=== Problem ===
Copy every line of the data exactly, leaving nothing out.

Entries taken from a collection

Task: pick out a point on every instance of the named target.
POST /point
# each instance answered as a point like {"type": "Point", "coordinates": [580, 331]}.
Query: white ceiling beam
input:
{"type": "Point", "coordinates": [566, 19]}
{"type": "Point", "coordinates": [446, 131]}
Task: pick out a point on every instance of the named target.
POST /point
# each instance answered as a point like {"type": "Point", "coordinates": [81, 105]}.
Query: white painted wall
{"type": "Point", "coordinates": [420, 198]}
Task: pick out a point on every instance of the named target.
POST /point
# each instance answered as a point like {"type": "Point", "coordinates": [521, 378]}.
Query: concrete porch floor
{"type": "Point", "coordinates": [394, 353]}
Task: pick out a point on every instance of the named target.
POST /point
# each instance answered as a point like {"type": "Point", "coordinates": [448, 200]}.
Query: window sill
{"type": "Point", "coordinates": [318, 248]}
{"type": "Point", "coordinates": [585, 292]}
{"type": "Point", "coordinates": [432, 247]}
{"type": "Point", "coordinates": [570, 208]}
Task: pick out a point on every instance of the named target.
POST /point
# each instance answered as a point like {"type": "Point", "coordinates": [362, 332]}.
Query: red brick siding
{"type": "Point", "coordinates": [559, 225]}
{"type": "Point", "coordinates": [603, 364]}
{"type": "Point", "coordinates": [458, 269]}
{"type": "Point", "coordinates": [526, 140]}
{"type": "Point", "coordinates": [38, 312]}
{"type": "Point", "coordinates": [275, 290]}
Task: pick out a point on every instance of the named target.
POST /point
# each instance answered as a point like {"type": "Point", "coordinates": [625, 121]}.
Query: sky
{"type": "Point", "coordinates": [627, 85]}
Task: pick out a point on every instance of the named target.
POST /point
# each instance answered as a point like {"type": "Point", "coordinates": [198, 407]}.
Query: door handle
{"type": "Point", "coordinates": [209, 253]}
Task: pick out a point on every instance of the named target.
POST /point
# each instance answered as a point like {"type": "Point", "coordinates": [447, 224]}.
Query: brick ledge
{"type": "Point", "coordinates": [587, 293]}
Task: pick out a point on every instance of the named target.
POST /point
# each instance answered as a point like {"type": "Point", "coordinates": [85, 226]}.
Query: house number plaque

=== Reply to the task ===
Task: pick out a point on every instance of the named target.
POST /point
# each instance answered as a point like {"type": "Point", "coordinates": [580, 331]}.
Query: white ceiling beam
input:
{"type": "Point", "coordinates": [566, 19]}
{"type": "Point", "coordinates": [446, 131]}
Task: pick out a point on every instance of the named target.
POST /point
# each instance answered as a point like {"type": "Point", "coordinates": [81, 105]}.
Query: white painted wall
{"type": "Point", "coordinates": [420, 198]}
Task: pick out a point on every instance of the named target.
POST /point
# each instance answered as a point like {"type": "Point", "coordinates": [521, 378]}.
Query: concrete porch floor
{"type": "Point", "coordinates": [394, 353]}
Task: pick out a point on every instance of the named target.
POST /point
# each instance answered as a point like {"type": "Point", "coordinates": [448, 200]}.
Query: window sill
{"type": "Point", "coordinates": [318, 248]}
{"type": "Point", "coordinates": [585, 292]}
{"type": "Point", "coordinates": [432, 247]}
{"type": "Point", "coordinates": [570, 208]}
Task: pick out a point on every instance of the named target.
POST /point
# each instance answered as a point like {"type": "Point", "coordinates": [362, 332]}.
Query: red brick siding
{"type": "Point", "coordinates": [559, 225]}
{"type": "Point", "coordinates": [603, 364]}
{"type": "Point", "coordinates": [458, 269]}
{"type": "Point", "coordinates": [526, 140]}
{"type": "Point", "coordinates": [38, 312]}
{"type": "Point", "coordinates": [275, 290]}
Task: pick out a point on every instance of the named target.
POST /point
# each instance answered as a point like {"type": "Point", "coordinates": [625, 121]}.
Query: sky
{"type": "Point", "coordinates": [627, 85]}
Task: pick out a point on every instance of the named target.
POST /point
# each instance answered as a point like {"type": "Point", "coordinates": [198, 407]}.
Query: door handle
{"type": "Point", "coordinates": [209, 253]}
Task: pick out a point on every instance of the named target.
POST /point
# each instance answered as a point like {"type": "Point", "coordinates": [447, 224]}.
Query: brick ledge
{"type": "Point", "coordinates": [587, 293]}
Task: pick out a point on every instance of the named target.
POST /point
# each instance answered as a point like {"type": "Point", "coordinates": [85, 226]}.
Query: house number plaque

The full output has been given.